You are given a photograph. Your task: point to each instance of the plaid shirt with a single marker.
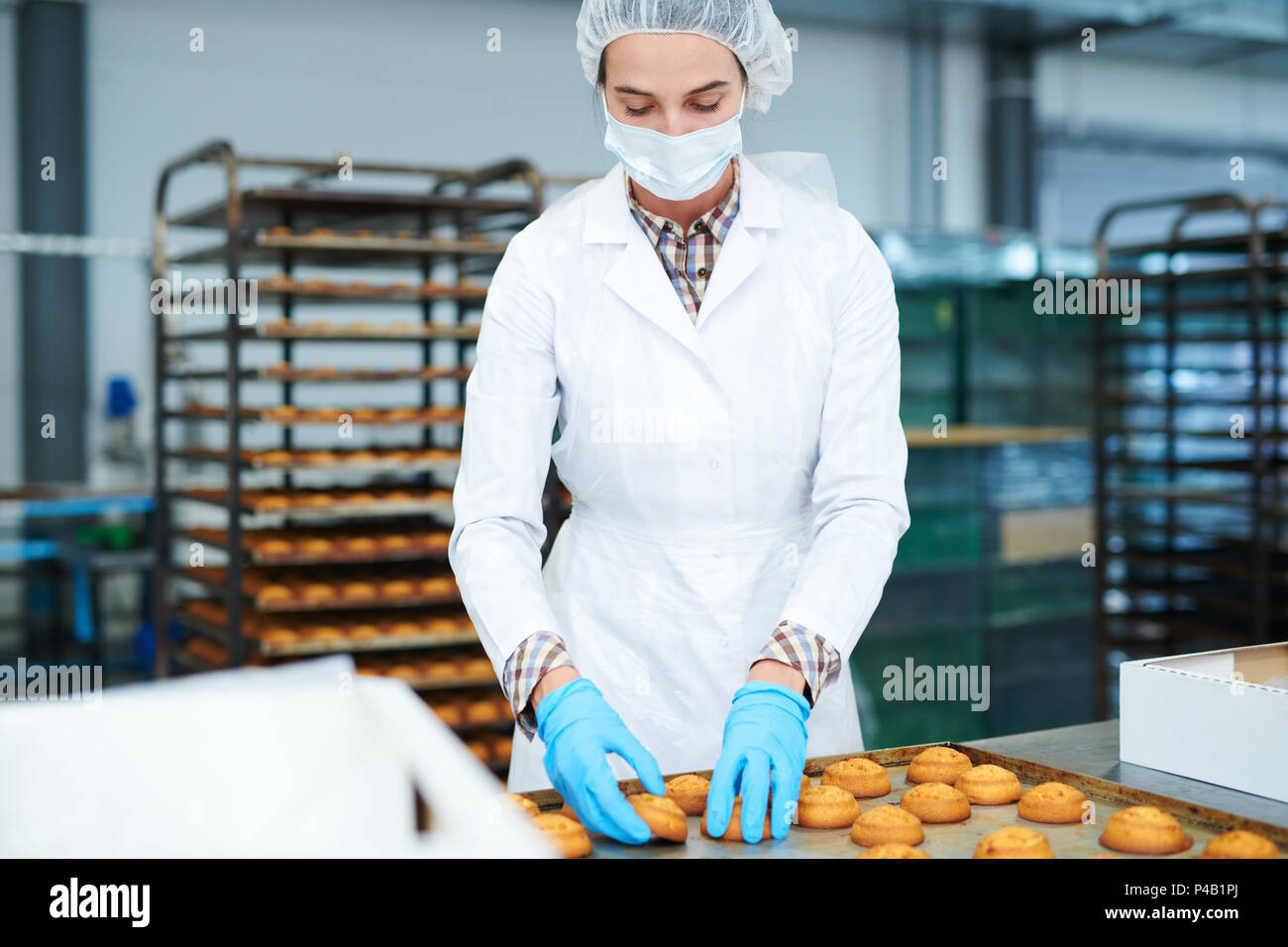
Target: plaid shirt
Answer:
(688, 262)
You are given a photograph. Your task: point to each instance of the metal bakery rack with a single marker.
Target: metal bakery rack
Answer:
(304, 504)
(1189, 431)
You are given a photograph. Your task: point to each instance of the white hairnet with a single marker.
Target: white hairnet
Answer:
(747, 27)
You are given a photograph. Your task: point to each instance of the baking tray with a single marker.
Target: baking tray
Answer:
(944, 840)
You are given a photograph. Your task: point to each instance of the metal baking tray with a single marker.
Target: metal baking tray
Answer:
(944, 840)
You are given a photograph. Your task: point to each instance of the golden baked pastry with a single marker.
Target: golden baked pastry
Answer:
(436, 585)
(1051, 801)
(274, 592)
(1239, 843)
(733, 832)
(1145, 830)
(450, 714)
(938, 764)
(482, 711)
(359, 590)
(317, 591)
(1014, 841)
(825, 806)
(936, 801)
(501, 748)
(887, 825)
(990, 785)
(568, 836)
(661, 814)
(278, 635)
(858, 776)
(894, 851)
(690, 792)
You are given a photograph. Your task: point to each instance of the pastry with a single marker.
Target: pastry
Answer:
(858, 776)
(1052, 801)
(887, 825)
(317, 591)
(690, 792)
(359, 590)
(482, 711)
(733, 832)
(362, 631)
(894, 851)
(661, 814)
(825, 806)
(938, 764)
(990, 785)
(501, 748)
(450, 714)
(326, 634)
(568, 836)
(1014, 841)
(1145, 830)
(936, 801)
(1239, 843)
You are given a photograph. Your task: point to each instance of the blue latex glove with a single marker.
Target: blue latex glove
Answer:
(764, 732)
(580, 729)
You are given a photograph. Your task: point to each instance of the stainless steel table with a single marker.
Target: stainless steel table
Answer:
(1093, 749)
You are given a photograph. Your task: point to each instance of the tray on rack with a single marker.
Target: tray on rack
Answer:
(944, 840)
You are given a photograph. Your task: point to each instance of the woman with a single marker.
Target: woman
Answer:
(717, 347)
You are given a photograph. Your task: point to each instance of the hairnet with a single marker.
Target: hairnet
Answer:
(747, 27)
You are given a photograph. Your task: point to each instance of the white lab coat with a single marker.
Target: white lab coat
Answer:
(724, 475)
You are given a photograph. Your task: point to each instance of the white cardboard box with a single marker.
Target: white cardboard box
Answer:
(1220, 716)
(307, 759)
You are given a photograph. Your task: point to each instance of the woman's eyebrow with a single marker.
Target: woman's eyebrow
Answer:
(632, 90)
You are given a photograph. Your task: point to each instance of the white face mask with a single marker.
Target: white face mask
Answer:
(674, 166)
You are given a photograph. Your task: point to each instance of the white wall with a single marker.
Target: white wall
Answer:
(411, 80)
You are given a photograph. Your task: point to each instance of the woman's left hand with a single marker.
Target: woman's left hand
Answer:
(764, 738)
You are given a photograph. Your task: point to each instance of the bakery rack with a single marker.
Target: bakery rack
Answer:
(1189, 513)
(325, 517)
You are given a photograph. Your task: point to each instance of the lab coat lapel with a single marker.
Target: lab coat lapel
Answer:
(639, 278)
(635, 274)
(745, 244)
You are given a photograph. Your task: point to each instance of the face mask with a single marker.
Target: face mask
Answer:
(674, 166)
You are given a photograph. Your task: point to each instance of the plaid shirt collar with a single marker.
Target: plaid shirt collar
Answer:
(716, 222)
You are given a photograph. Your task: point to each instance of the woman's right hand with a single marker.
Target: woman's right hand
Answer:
(580, 729)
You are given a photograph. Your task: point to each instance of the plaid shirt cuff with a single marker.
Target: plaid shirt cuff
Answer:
(536, 655)
(809, 654)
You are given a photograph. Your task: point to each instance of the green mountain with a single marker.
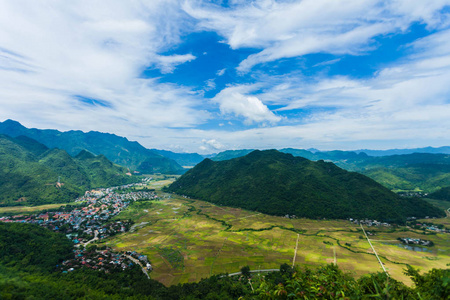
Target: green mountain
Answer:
(423, 171)
(230, 154)
(29, 173)
(277, 183)
(441, 194)
(183, 159)
(439, 150)
(117, 149)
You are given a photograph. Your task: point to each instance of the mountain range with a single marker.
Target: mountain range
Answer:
(31, 173)
(117, 149)
(422, 171)
(278, 183)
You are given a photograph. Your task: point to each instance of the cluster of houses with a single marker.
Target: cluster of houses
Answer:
(82, 222)
(104, 260)
(369, 223)
(411, 241)
(90, 220)
(432, 227)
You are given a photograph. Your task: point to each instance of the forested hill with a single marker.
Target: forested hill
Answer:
(117, 149)
(423, 171)
(277, 183)
(29, 173)
(442, 194)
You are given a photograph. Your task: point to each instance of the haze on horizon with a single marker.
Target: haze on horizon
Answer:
(206, 76)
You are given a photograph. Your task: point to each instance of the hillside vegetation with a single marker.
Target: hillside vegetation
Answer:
(29, 173)
(277, 183)
(117, 149)
(424, 171)
(29, 256)
(442, 194)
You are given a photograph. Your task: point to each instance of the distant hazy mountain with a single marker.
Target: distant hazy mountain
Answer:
(29, 172)
(277, 183)
(183, 159)
(442, 194)
(442, 150)
(117, 149)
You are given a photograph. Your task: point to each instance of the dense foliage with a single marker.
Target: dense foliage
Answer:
(117, 149)
(424, 171)
(29, 173)
(28, 254)
(33, 247)
(276, 183)
(442, 194)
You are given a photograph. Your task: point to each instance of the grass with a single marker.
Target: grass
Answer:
(31, 209)
(187, 240)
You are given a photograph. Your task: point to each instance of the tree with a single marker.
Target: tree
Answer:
(245, 271)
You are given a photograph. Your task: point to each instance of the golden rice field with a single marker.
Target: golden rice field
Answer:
(187, 240)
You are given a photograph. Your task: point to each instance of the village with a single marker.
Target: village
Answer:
(90, 220)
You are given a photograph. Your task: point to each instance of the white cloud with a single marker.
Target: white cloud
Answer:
(233, 101)
(221, 72)
(51, 53)
(284, 29)
(213, 144)
(168, 63)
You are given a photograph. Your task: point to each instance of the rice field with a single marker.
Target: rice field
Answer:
(187, 240)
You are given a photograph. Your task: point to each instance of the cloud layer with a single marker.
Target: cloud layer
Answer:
(86, 65)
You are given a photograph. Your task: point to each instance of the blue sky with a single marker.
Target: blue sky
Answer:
(206, 76)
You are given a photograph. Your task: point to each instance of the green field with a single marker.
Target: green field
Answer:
(187, 240)
(31, 209)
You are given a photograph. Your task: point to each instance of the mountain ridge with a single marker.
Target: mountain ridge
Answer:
(117, 149)
(51, 176)
(278, 183)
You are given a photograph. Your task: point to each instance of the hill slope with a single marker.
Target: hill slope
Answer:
(29, 172)
(425, 171)
(276, 183)
(442, 194)
(117, 149)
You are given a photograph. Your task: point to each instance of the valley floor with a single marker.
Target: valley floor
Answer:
(187, 240)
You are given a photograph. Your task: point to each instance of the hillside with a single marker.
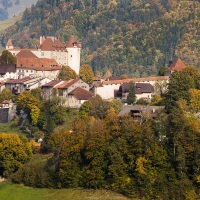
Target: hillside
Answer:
(9, 191)
(128, 37)
(11, 8)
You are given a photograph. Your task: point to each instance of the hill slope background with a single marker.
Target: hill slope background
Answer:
(11, 8)
(131, 37)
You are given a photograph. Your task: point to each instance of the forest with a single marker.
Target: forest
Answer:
(94, 148)
(127, 37)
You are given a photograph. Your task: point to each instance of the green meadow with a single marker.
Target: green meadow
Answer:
(10, 191)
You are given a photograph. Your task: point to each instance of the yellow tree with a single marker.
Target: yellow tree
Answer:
(195, 99)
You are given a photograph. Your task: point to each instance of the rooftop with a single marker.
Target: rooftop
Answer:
(81, 94)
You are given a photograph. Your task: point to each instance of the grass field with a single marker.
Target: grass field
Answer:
(10, 191)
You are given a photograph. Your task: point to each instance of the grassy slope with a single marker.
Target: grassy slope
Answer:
(10, 191)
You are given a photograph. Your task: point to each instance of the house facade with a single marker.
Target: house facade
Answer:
(52, 48)
(18, 86)
(108, 89)
(7, 71)
(77, 97)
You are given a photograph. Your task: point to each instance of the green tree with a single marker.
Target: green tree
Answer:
(6, 94)
(131, 95)
(31, 105)
(179, 86)
(7, 58)
(37, 93)
(86, 73)
(66, 73)
(14, 152)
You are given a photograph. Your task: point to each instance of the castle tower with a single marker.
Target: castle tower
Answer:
(73, 54)
(9, 45)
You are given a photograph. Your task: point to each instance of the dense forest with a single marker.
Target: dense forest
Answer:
(132, 37)
(94, 148)
(128, 37)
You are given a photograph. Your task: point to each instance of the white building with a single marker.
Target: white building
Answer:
(52, 48)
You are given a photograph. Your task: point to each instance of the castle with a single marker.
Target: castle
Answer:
(51, 48)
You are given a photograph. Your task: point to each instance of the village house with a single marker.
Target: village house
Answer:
(77, 97)
(7, 71)
(108, 89)
(18, 86)
(37, 67)
(7, 111)
(71, 92)
(142, 90)
(177, 65)
(139, 112)
(53, 49)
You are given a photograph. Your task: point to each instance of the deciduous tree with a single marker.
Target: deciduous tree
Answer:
(86, 73)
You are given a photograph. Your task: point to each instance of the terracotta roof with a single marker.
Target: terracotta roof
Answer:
(178, 64)
(7, 68)
(112, 78)
(72, 42)
(150, 78)
(9, 43)
(5, 102)
(140, 88)
(81, 94)
(26, 53)
(50, 45)
(51, 84)
(70, 82)
(39, 64)
(126, 110)
(22, 80)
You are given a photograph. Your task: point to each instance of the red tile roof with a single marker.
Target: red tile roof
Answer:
(50, 45)
(9, 43)
(150, 78)
(22, 80)
(26, 53)
(5, 102)
(178, 64)
(72, 42)
(39, 64)
(70, 82)
(4, 68)
(51, 84)
(81, 94)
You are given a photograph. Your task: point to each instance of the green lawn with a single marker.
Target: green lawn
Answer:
(10, 191)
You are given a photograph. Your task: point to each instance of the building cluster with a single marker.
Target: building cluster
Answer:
(39, 68)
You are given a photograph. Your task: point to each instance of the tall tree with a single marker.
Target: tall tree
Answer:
(66, 73)
(131, 98)
(7, 58)
(13, 153)
(86, 73)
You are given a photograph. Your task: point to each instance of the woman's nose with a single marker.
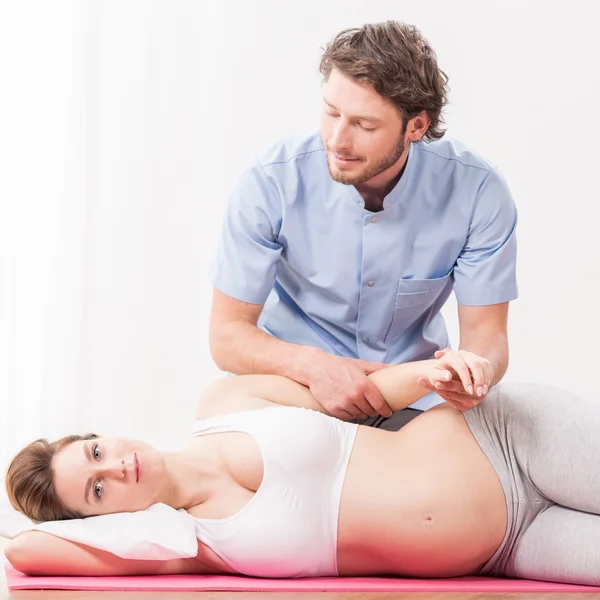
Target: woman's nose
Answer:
(116, 469)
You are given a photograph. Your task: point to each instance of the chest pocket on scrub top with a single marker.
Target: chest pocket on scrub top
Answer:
(413, 299)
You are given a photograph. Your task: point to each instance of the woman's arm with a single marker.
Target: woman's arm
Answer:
(397, 384)
(40, 553)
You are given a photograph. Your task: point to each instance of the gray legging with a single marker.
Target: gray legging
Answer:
(545, 446)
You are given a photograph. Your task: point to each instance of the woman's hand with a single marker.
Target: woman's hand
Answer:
(460, 377)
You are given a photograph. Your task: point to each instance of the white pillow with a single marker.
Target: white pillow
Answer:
(157, 533)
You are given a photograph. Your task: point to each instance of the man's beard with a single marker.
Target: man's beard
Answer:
(383, 165)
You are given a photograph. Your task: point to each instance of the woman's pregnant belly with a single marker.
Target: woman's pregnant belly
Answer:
(422, 502)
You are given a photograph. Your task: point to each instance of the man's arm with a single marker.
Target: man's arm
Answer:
(484, 353)
(397, 384)
(237, 345)
(338, 384)
(483, 331)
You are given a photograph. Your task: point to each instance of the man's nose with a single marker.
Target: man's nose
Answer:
(339, 136)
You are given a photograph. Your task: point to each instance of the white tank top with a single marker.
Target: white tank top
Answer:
(289, 527)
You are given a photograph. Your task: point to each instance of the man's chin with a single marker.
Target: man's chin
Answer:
(345, 177)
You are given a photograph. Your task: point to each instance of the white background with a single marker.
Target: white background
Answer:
(124, 124)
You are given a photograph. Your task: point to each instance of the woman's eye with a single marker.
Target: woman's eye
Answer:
(98, 489)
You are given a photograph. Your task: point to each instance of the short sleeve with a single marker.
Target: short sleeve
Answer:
(485, 272)
(246, 258)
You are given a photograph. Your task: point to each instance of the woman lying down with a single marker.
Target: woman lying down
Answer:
(508, 488)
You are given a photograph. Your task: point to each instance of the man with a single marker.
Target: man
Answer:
(339, 249)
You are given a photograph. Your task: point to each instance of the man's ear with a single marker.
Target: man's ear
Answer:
(417, 127)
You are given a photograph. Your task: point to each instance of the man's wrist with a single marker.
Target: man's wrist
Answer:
(303, 363)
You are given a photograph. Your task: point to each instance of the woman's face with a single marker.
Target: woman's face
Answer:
(107, 475)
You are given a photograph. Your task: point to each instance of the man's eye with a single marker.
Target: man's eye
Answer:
(98, 489)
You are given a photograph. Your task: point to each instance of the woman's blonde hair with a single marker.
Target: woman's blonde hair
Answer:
(30, 480)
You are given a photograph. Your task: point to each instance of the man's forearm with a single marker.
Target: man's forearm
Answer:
(242, 348)
(492, 347)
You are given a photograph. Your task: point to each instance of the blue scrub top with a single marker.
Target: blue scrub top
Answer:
(361, 284)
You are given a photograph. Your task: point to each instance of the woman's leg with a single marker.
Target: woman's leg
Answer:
(555, 439)
(561, 545)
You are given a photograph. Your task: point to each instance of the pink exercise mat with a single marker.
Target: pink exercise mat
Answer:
(186, 583)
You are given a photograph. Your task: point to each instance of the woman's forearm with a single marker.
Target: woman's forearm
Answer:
(398, 384)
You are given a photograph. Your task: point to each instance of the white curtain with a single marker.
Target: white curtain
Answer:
(43, 219)
(107, 173)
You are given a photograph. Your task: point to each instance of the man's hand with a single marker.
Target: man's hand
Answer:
(341, 386)
(461, 378)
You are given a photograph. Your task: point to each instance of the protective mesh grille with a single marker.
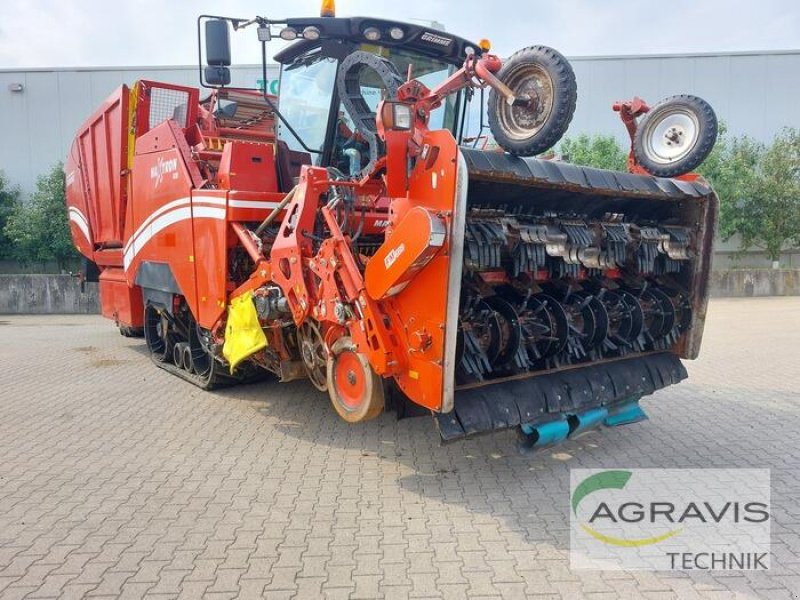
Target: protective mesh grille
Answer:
(168, 104)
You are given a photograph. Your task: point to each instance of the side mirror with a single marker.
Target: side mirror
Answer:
(218, 53)
(218, 43)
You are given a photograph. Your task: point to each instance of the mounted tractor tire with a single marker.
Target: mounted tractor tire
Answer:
(545, 78)
(676, 136)
(355, 390)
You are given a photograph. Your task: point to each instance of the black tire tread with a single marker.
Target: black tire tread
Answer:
(565, 101)
(709, 128)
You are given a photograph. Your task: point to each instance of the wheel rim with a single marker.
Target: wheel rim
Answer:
(350, 380)
(314, 354)
(670, 136)
(522, 122)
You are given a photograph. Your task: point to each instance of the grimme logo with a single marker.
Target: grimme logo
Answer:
(435, 39)
(683, 518)
(161, 168)
(393, 255)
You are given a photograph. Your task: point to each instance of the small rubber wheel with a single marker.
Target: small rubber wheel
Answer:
(356, 391)
(676, 136)
(157, 336)
(127, 331)
(545, 79)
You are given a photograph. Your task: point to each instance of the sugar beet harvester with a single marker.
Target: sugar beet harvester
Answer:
(341, 233)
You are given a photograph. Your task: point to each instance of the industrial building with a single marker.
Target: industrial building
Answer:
(754, 93)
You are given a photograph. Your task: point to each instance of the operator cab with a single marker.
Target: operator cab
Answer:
(310, 98)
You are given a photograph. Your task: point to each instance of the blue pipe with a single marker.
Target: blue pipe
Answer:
(549, 434)
(629, 412)
(590, 419)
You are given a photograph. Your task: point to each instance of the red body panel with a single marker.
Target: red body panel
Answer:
(119, 301)
(102, 149)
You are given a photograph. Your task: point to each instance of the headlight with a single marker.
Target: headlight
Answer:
(373, 34)
(311, 33)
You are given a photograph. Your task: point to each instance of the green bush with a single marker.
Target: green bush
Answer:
(9, 197)
(38, 228)
(759, 190)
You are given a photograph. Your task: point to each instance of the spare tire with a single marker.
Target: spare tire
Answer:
(546, 77)
(676, 136)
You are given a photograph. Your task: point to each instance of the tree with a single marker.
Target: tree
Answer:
(9, 196)
(759, 190)
(38, 227)
(600, 151)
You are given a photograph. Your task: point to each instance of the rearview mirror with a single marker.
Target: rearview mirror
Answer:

----------

WHAT TO PRODUCE » Would you retype the lines above from the one with "Target: woman's face" down to the one with "Target: white curtain", word for word, both ends included and no other lines?

REPLY »
Target: woman's face
Answer:
(107, 475)
You are given a photograph. Your task: point to each instance of the man's eye with a single marker.
Target: man's eye
Answer:
(98, 489)
You are given a photograph. Your task: point to each instance of the woman's blonde hair with a single marker.
Target: woman's blonde hair
Answer:
(30, 480)
You are given a photograph. Your task: point to each instance of the man's forearm with a single marker.
Target: man's forearm
Answer:
(242, 348)
(492, 347)
You are given a photograph. Your task: point to each instance of the blue scrub top with a single marker.
Target: blue scrub top
Answer:
(361, 284)
You are given a photograph. Your task: point to each instance of the woman's leg with a single marker.
Target: woman's leg
Answer:
(555, 439)
(561, 545)
You are given a photograph. Your task: point to each instance of the pink exercise mat with a single marker.
Target: pink exercise mat
Answer:
(186, 583)
You are given a photograph. Your task: point to each instance of the woman's forearm with a single marker.
Target: woman's forearm
Answer:
(398, 384)
You are given a photograph. Your task: point to each instance of the white curtain with a single marker.
Target: white curtain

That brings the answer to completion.